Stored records
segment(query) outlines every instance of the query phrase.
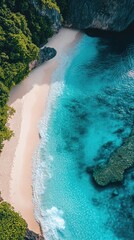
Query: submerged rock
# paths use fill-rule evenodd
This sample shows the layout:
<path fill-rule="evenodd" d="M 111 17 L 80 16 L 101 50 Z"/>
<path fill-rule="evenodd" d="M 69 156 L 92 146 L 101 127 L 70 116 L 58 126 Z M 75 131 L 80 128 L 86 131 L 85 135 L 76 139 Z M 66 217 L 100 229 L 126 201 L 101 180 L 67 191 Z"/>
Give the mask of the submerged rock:
<path fill-rule="evenodd" d="M 110 228 L 117 239 L 134 239 L 134 205 L 127 190 L 121 197 L 112 198 L 108 206 Z"/>
<path fill-rule="evenodd" d="M 114 189 L 113 192 L 112 192 L 112 196 L 118 196 L 119 195 L 119 192 L 117 189 Z"/>
<path fill-rule="evenodd" d="M 124 128 L 119 128 L 116 131 L 114 131 L 114 134 L 122 134 L 124 132 Z"/>
<path fill-rule="evenodd" d="M 101 186 L 120 182 L 123 180 L 125 170 L 132 166 L 134 166 L 134 128 L 123 145 L 110 157 L 108 163 L 94 168 L 93 178 Z"/>
<path fill-rule="evenodd" d="M 93 166 L 89 166 L 89 167 L 86 168 L 86 172 L 87 172 L 88 174 L 91 174 L 91 173 L 93 173 L 93 169 L 94 169 Z"/>
<path fill-rule="evenodd" d="M 131 174 L 131 178 L 134 179 L 134 173 Z"/>
<path fill-rule="evenodd" d="M 94 206 L 99 207 L 100 206 L 100 200 L 97 198 L 92 198 L 92 202 Z"/>

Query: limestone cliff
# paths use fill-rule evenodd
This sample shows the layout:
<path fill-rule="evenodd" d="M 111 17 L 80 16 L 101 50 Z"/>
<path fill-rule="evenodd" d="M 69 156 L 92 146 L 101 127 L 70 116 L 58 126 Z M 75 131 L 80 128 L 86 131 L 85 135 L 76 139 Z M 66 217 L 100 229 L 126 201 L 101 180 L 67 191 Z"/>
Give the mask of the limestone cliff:
<path fill-rule="evenodd" d="M 68 0 L 68 26 L 122 31 L 133 21 L 134 0 Z"/>
<path fill-rule="evenodd" d="M 41 7 L 39 4 L 40 1 L 30 0 L 30 2 L 41 16 L 47 16 L 51 20 L 54 30 L 57 31 L 60 29 L 62 17 L 60 15 L 60 10 L 55 3 L 50 6 L 47 1 L 46 3 L 44 1 L 44 4 Z"/>

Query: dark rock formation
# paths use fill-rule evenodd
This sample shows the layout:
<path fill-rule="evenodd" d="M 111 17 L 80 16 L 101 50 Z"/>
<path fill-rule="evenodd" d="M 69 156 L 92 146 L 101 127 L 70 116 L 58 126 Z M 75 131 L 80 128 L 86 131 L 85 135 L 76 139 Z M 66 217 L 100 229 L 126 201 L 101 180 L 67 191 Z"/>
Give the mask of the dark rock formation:
<path fill-rule="evenodd" d="M 107 225 L 114 232 L 116 239 L 134 239 L 134 202 L 133 195 L 124 189 L 121 195 L 109 199 Z"/>
<path fill-rule="evenodd" d="M 30 2 L 40 15 L 47 16 L 51 20 L 55 31 L 58 31 L 61 28 L 62 17 L 57 8 L 47 6 L 45 8 L 41 8 L 38 1 L 30 0 Z"/>
<path fill-rule="evenodd" d="M 27 229 L 25 240 L 45 240 L 45 239 L 42 236 L 39 236 L 39 234 L 36 234 L 33 231 Z"/>
<path fill-rule="evenodd" d="M 131 174 L 131 178 L 134 179 L 134 173 Z"/>
<path fill-rule="evenodd" d="M 113 196 L 113 197 L 116 197 L 116 196 L 118 196 L 118 195 L 119 195 L 118 190 L 117 190 L 117 189 L 114 189 L 113 192 L 112 192 L 112 196 Z"/>
<path fill-rule="evenodd" d="M 0 202 L 2 202 L 2 201 L 3 201 L 3 198 L 1 196 L 1 191 L 0 191 Z"/>
<path fill-rule="evenodd" d="M 94 168 L 97 184 L 105 186 L 123 180 L 125 170 L 134 166 L 134 128 L 123 145 L 110 157 L 108 163 Z"/>
<path fill-rule="evenodd" d="M 43 62 L 46 62 L 53 57 L 56 56 L 56 50 L 54 48 L 50 47 L 43 47 L 40 49 L 40 54 L 39 54 L 39 61 L 38 64 L 42 64 Z"/>
<path fill-rule="evenodd" d="M 68 0 L 67 24 L 78 29 L 123 31 L 134 21 L 134 0 Z"/>
<path fill-rule="evenodd" d="M 87 168 L 86 168 L 86 172 L 87 172 L 88 174 L 91 174 L 91 173 L 93 173 L 93 169 L 94 169 L 93 166 L 87 167 Z"/>
<path fill-rule="evenodd" d="M 61 15 L 56 9 L 47 8 L 44 15 L 50 18 L 53 23 L 54 30 L 58 31 L 61 28 Z"/>

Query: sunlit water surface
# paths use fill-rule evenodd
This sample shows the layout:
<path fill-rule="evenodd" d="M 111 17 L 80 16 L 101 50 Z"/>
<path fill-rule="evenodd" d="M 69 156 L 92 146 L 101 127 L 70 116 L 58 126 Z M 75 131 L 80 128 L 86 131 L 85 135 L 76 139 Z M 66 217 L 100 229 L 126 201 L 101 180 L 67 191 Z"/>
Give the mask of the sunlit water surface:
<path fill-rule="evenodd" d="M 133 125 L 134 49 L 116 44 L 84 35 L 54 73 L 36 156 L 47 240 L 134 239 L 134 181 L 128 175 L 121 186 L 98 188 L 87 173 L 108 160 Z"/>

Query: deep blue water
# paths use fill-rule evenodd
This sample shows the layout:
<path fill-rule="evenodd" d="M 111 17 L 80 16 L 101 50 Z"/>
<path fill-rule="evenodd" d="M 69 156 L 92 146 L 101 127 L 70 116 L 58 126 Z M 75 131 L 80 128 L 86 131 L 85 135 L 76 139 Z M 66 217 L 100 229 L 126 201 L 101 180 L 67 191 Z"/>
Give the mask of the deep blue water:
<path fill-rule="evenodd" d="M 133 56 L 131 43 L 126 47 L 84 35 L 60 60 L 53 88 L 62 87 L 50 101 L 47 130 L 42 120 L 38 149 L 44 185 L 40 221 L 47 240 L 134 239 L 129 172 L 123 184 L 100 188 L 87 171 L 108 161 L 131 132 Z"/>

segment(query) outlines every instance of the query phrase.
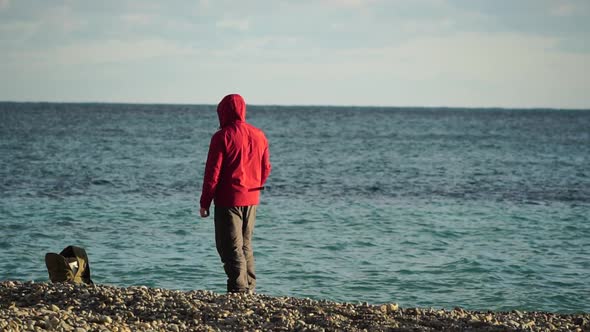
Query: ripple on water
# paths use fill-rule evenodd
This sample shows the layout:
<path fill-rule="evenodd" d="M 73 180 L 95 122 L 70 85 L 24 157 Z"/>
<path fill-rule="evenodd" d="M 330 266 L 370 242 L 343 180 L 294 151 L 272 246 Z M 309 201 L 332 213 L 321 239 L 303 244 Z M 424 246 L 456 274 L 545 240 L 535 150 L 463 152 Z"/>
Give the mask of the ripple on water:
<path fill-rule="evenodd" d="M 224 291 L 197 219 L 214 108 L 27 105 L 0 121 L 0 279 L 47 280 L 76 243 L 97 282 Z M 249 108 L 274 167 L 260 291 L 590 311 L 589 114 Z"/>

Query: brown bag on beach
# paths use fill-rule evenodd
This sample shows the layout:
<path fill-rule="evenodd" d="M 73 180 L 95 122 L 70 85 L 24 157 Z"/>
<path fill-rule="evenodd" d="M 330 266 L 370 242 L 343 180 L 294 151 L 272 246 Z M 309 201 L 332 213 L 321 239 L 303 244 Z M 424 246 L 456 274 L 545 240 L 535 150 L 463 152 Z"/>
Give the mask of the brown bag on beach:
<path fill-rule="evenodd" d="M 59 254 L 45 254 L 45 265 L 51 282 L 93 284 L 90 279 L 90 263 L 86 250 L 68 246 Z"/>

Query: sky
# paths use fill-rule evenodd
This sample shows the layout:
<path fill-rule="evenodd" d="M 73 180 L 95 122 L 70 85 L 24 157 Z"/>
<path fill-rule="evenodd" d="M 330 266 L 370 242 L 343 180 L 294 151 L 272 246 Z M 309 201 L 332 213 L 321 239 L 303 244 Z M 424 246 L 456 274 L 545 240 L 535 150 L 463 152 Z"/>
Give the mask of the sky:
<path fill-rule="evenodd" d="M 590 108 L 589 0 L 0 0 L 0 100 Z"/>

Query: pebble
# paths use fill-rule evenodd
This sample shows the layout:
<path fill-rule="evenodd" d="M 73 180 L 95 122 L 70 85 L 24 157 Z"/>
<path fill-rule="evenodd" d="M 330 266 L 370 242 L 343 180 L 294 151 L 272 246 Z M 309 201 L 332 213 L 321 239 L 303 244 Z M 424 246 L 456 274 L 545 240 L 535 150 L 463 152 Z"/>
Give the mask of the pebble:
<path fill-rule="evenodd" d="M 49 326 L 52 326 L 52 327 L 57 327 L 57 326 L 59 325 L 59 323 L 60 323 L 60 322 L 61 322 L 61 321 L 59 320 L 59 318 L 57 318 L 57 317 L 53 316 L 53 317 L 51 317 L 51 318 L 49 319 Z"/>
<path fill-rule="evenodd" d="M 590 331 L 590 314 L 402 309 L 396 303 L 2 281 L 0 331 L 5 330 Z"/>

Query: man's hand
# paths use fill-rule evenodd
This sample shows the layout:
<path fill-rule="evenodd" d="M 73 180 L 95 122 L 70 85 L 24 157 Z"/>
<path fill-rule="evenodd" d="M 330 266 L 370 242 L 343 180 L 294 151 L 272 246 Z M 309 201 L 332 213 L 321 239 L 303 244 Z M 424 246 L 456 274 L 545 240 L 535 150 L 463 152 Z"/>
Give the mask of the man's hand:
<path fill-rule="evenodd" d="M 209 217 L 209 209 L 201 208 L 201 210 L 199 210 L 199 213 L 201 213 L 201 218 Z"/>

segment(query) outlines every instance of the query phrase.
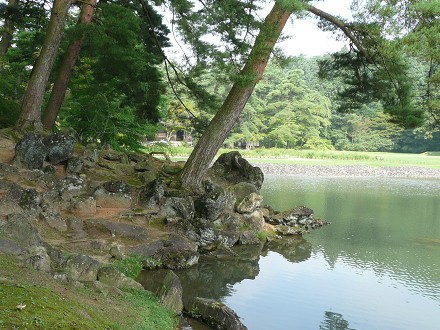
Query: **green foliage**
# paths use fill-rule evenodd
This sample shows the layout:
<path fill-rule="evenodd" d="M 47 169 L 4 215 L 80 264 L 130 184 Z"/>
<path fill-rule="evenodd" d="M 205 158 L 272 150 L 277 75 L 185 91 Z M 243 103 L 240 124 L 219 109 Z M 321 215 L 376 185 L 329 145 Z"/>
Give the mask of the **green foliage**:
<path fill-rule="evenodd" d="M 140 149 L 145 137 L 157 131 L 165 85 L 157 68 L 163 59 L 150 23 L 165 44 L 168 30 L 151 8 L 151 21 L 138 10 L 123 1 L 102 1 L 94 24 L 87 27 L 90 31 L 59 116 L 60 126 L 75 128 L 84 142 Z M 71 34 L 78 33 L 76 28 Z"/>
<path fill-rule="evenodd" d="M 113 265 L 119 269 L 125 276 L 136 278 L 142 270 L 142 262 L 145 257 L 130 256 L 124 259 L 115 260 Z"/>

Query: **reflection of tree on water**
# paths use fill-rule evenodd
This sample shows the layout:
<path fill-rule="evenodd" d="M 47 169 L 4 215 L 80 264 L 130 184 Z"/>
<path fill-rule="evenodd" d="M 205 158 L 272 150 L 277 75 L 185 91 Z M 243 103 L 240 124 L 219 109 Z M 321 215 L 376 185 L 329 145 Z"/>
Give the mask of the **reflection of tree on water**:
<path fill-rule="evenodd" d="M 241 246 L 228 258 L 201 258 L 186 270 L 175 271 L 183 287 L 183 299 L 203 297 L 221 300 L 231 294 L 231 287 L 244 279 L 254 279 L 260 272 L 260 246 Z"/>
<path fill-rule="evenodd" d="M 261 254 L 266 256 L 268 251 L 278 252 L 290 262 L 296 263 L 310 258 L 312 244 L 302 237 L 273 240 L 264 247 Z"/>
<path fill-rule="evenodd" d="M 232 294 L 233 285 L 244 279 L 255 279 L 260 272 L 260 254 L 268 251 L 280 253 L 291 262 L 301 262 L 311 255 L 312 244 L 303 238 L 274 240 L 261 250 L 260 246 L 234 248 L 237 256 L 228 258 L 203 258 L 199 264 L 176 271 L 183 287 L 183 298 L 203 297 L 221 300 Z"/>
<path fill-rule="evenodd" d="M 325 312 L 324 320 L 319 325 L 319 330 L 353 330 L 341 314 Z"/>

PROMPT
Repeat exactly the lines above from the one with "Query: pebble" up to and including the one with "Query: man's hand". No other line belongs in the reply.

SOLVED EXERCISE
Query: pebble
# paths use fill-rule evenodd
This sample shows the layout:
<path fill-rule="evenodd" d="M 73 180 L 95 122 L 70 85 L 24 157 Z"/>
<path fill-rule="evenodd" d="M 330 266 L 370 242 L 343 180 L 294 151 L 272 246 Z M 309 201 L 332 213 L 321 239 L 303 244 Z M 424 246 L 456 274 L 545 240 L 535 150 L 463 152 Z"/>
Give the mask of the pebble:
<path fill-rule="evenodd" d="M 49 326 L 52 326 L 52 327 L 57 327 L 57 326 L 59 325 L 59 323 L 60 323 L 60 322 L 61 322 L 61 321 L 59 320 L 59 318 L 57 318 L 57 317 L 53 316 L 53 317 L 51 317 L 51 318 L 49 319 Z"/>
<path fill-rule="evenodd" d="M 590 331 L 590 314 L 402 309 L 396 303 L 2 281 L 0 331 L 5 330 Z"/>

Query: man's hand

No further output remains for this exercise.